START Raw data

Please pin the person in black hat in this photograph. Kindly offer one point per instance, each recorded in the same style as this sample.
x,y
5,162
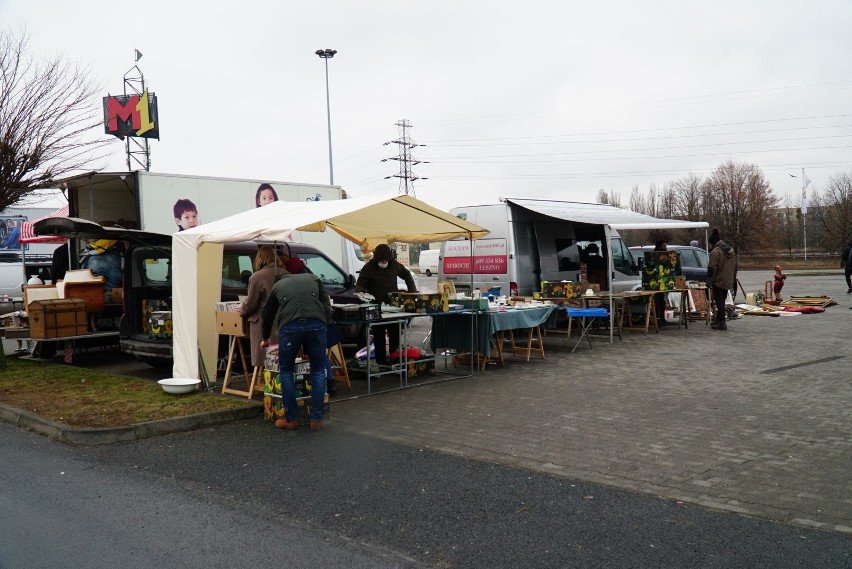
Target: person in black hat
x,y
721,275
378,278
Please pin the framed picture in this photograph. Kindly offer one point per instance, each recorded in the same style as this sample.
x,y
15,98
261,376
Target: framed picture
x,y
448,287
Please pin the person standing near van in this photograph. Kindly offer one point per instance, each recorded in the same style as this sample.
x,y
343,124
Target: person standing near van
x,y
660,297
378,278
259,286
721,275
847,257
303,309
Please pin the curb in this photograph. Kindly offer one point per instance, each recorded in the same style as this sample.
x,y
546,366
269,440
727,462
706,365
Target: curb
x,y
109,435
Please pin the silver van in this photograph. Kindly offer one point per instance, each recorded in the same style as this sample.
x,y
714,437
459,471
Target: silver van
x,y
527,246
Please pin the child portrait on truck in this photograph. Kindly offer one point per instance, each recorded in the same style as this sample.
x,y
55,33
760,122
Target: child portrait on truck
x,y
13,236
186,214
265,195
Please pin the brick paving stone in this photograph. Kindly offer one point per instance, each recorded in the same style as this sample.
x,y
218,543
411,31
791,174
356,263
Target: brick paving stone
x,y
713,418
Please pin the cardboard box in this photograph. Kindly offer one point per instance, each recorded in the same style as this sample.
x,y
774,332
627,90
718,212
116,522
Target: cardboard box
x,y
420,368
273,406
160,324
58,318
356,312
231,324
421,303
473,303
558,289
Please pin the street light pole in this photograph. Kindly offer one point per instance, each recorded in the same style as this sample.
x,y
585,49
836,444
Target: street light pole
x,y
327,54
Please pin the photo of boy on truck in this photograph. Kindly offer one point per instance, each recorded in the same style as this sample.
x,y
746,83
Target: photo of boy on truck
x,y
186,214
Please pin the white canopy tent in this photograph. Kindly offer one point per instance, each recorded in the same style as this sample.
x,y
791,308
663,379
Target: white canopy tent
x,y
610,217
197,254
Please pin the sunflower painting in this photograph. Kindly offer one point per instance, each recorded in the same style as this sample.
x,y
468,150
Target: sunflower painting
x,y
661,271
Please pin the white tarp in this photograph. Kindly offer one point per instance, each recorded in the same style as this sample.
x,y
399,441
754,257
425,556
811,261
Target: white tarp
x,y
197,254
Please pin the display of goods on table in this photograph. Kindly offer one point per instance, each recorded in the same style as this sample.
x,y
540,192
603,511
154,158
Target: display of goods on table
x,y
472,303
661,271
57,318
356,312
559,289
160,324
420,302
273,406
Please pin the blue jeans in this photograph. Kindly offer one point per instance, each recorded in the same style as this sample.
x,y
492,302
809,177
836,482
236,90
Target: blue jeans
x,y
295,334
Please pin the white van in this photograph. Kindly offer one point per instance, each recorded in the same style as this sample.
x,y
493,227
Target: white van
x,y
532,241
428,262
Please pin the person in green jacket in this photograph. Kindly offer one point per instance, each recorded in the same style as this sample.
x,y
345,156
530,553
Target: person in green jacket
x,y
304,311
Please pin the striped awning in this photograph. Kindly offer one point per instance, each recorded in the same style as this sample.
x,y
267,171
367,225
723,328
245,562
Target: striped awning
x,y
27,235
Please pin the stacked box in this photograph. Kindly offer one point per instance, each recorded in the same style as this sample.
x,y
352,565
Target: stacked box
x,y
231,324
356,312
473,303
420,303
160,324
419,368
57,318
558,289
273,406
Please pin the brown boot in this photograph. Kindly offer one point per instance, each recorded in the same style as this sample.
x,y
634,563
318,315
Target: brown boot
x,y
285,424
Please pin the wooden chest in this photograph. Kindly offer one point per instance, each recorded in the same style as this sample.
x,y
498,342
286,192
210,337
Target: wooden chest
x,y
57,318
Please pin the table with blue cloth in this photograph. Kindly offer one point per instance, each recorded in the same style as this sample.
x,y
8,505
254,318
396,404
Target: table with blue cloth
x,y
455,330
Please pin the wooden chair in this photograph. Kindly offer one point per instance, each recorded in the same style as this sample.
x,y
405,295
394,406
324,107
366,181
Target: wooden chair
x,y
338,365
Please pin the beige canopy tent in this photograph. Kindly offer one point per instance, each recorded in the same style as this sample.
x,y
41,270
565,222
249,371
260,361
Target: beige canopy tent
x,y
197,254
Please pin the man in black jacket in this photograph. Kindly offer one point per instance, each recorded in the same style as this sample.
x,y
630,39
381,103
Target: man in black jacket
x,y
378,278
847,256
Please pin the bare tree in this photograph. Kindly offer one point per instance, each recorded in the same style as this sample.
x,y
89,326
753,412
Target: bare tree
x,y
738,200
637,202
48,112
611,198
789,220
831,211
687,198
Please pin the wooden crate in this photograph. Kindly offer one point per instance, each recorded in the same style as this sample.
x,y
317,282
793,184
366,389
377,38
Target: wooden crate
x,y
57,318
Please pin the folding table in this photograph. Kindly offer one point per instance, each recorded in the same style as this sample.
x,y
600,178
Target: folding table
x,y
587,317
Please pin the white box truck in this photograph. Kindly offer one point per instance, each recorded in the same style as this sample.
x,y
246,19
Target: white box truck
x,y
532,241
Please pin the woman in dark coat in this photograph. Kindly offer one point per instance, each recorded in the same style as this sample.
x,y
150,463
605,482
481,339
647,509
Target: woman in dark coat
x,y
260,284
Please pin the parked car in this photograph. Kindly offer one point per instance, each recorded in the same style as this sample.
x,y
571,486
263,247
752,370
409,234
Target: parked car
x,y
147,278
693,260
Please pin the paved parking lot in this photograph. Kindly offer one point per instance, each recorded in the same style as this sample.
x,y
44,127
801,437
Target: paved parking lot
x,y
756,419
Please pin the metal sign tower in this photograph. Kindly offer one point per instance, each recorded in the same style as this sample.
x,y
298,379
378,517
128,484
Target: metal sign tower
x,y
137,149
406,162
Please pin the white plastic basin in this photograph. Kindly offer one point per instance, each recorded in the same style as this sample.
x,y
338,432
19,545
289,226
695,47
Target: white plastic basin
x,y
179,384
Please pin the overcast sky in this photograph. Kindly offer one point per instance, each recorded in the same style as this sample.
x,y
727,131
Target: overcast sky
x,y
554,99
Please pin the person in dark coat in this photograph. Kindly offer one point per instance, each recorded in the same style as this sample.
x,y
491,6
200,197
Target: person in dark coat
x,y
721,276
848,265
303,311
259,286
378,278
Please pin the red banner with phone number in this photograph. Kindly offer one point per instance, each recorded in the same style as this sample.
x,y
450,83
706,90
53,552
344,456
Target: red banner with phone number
x,y
483,265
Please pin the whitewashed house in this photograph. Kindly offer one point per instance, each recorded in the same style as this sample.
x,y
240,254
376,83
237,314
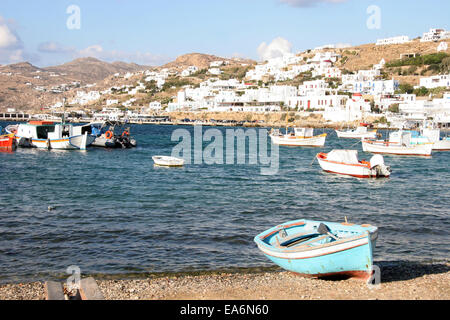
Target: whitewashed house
x,y
443,46
435,35
435,81
392,40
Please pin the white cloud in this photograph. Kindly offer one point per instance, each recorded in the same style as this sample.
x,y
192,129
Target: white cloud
x,y
55,47
11,46
145,58
309,3
277,48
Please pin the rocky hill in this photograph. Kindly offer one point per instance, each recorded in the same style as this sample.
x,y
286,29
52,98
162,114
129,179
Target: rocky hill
x,y
202,61
92,70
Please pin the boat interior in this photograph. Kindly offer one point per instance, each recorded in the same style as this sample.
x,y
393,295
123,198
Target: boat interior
x,y
309,236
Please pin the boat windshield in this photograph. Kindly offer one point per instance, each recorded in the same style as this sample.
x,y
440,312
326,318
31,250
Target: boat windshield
x,y
42,131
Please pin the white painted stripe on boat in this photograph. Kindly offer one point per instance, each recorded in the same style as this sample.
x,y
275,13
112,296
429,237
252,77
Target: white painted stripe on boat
x,y
315,252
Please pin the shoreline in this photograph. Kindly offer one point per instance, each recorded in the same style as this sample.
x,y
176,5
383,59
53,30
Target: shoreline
x,y
400,280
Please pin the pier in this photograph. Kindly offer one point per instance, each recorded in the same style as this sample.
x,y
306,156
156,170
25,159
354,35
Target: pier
x,y
15,116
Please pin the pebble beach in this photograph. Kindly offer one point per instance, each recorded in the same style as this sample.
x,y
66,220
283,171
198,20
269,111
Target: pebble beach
x,y
399,281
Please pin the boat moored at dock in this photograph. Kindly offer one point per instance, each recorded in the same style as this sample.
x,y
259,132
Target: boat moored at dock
x,y
320,249
164,161
50,135
359,133
345,162
8,142
400,146
300,137
106,136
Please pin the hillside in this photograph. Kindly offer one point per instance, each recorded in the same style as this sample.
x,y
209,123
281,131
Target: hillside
x,y
26,87
91,69
365,56
202,61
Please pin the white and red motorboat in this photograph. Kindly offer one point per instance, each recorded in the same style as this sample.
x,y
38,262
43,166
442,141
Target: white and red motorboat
x,y
346,162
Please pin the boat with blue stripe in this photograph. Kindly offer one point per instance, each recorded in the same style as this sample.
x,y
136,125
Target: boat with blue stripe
x,y
321,249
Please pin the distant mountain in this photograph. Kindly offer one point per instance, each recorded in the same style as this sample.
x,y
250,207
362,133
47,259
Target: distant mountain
x,y
201,61
22,68
92,69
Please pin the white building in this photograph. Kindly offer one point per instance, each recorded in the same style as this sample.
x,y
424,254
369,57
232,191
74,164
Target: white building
x,y
435,35
435,81
215,71
443,46
317,102
355,109
190,70
111,102
155,106
392,40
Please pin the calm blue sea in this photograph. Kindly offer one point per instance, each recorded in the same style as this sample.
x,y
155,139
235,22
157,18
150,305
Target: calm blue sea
x,y
116,214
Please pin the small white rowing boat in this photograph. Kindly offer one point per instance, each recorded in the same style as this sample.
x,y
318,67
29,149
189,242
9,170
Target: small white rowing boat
x,y
301,137
165,161
358,133
346,162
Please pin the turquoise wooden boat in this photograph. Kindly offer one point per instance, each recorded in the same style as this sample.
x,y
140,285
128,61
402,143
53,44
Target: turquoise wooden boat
x,y
320,249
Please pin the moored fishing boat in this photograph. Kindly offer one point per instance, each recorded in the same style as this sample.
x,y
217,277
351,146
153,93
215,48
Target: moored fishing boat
x,y
165,161
403,147
299,137
360,132
8,142
49,135
346,162
106,136
320,249
434,136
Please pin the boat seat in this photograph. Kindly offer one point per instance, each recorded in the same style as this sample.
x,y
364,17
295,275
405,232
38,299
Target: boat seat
x,y
295,238
306,243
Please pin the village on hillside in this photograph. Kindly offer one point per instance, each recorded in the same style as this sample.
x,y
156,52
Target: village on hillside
x,y
319,82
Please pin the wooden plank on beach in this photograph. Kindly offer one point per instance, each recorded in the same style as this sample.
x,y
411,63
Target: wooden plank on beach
x,y
89,290
54,290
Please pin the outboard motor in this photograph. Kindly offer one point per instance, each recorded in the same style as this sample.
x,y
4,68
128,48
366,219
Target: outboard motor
x,y
377,165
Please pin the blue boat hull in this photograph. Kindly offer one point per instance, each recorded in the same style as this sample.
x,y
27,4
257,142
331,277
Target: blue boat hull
x,y
351,257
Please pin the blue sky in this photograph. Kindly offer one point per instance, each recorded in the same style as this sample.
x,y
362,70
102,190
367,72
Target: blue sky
x,y
154,32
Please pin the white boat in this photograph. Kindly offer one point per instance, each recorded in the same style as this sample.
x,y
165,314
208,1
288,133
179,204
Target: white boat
x,y
165,161
106,137
49,135
299,137
346,162
358,133
434,136
401,147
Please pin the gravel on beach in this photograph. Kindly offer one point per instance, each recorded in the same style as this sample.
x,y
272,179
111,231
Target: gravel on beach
x,y
398,282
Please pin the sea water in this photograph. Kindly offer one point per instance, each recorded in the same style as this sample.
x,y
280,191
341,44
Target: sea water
x,y
111,212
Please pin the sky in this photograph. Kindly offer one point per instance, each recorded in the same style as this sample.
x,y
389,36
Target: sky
x,y
151,32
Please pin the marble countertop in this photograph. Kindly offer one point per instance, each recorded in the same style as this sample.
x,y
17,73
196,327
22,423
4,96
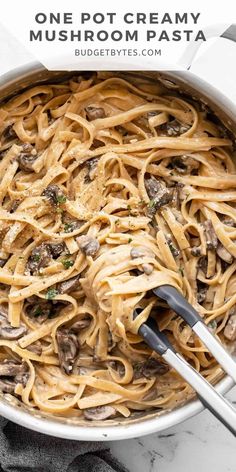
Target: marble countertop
x,y
199,444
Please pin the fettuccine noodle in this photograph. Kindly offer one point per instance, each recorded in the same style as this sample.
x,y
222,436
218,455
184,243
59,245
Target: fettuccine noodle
x,y
109,188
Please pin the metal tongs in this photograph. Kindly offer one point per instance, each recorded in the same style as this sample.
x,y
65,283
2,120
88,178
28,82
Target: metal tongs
x,y
211,399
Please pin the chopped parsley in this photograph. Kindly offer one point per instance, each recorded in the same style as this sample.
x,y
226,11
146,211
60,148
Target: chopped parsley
x,y
36,257
152,203
51,293
67,263
212,325
61,198
68,227
38,311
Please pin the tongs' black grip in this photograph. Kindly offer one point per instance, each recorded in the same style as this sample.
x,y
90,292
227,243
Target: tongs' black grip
x,y
155,339
178,303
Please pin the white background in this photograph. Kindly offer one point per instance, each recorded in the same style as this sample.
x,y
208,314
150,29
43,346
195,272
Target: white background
x,y
18,18
200,444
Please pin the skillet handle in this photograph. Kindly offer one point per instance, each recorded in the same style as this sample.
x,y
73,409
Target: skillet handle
x,y
187,58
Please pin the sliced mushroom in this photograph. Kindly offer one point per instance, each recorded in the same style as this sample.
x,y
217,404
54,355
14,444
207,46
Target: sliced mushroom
x,y
54,194
3,314
177,196
14,205
12,373
36,348
80,324
39,308
229,221
11,368
173,128
10,333
196,251
141,251
91,164
147,268
40,257
185,164
89,246
158,193
224,254
201,292
68,349
150,368
94,113
6,330
99,413
57,249
71,224
69,285
27,158
173,249
230,328
9,133
211,238
7,385
202,264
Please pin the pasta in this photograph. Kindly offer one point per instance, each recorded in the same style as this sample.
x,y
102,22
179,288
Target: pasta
x,y
110,187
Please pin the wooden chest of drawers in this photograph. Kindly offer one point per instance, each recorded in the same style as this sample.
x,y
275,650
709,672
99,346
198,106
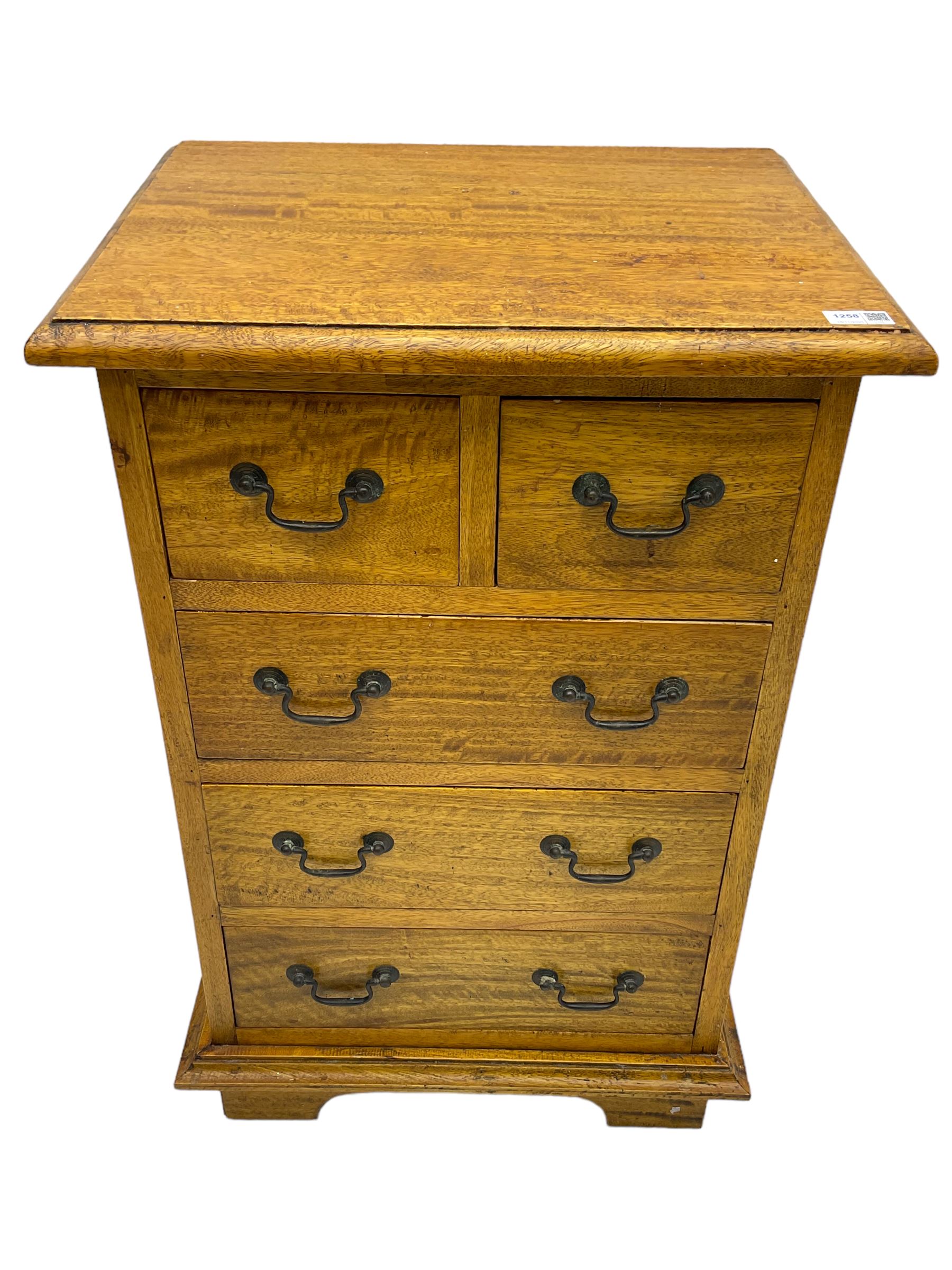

END Raw data

Task directions:
The line containing "Please pin the child" marks the end: copy exactly every line from the start of the records up to and including it, leaving out the pictures.

Exercise result:
Please pin the person in black hat in this photograph. Kindly offer one point per instance, each recorded in the same style as this sample.
x,y
5,162
Target: person in black hat
x,y
721,275
378,278
Please pin the framed picture in this photograph. Kindly offer one point per instance, each recorded in the same style as this sample.
x,y
15,98
261,376
Target: framed picture
x,y
448,287
Please pin the person standing near van in this photograph. Kindly offer one point per instance, each recorded in the same style as this sample.
x,y
343,124
Target: person standing near van
x,y
660,297
378,278
259,286
721,275
847,257
303,309
Please pin the curb in this photograph. Kindly offer one point per instance, each recorded in the same style as this sample.
x,y
546,366
269,440
727,462
706,365
Target: curb
x,y
109,435
Please pin the silver van in this photograph. Kindly offer one point per instance, each recorded in the same style as this sample.
x,y
714,437
459,471
Target: silver van
x,y
527,246
Please pin the child portrait on truck in this photograph. Kindly offer one point per instance, each recorded in the same style as this sample.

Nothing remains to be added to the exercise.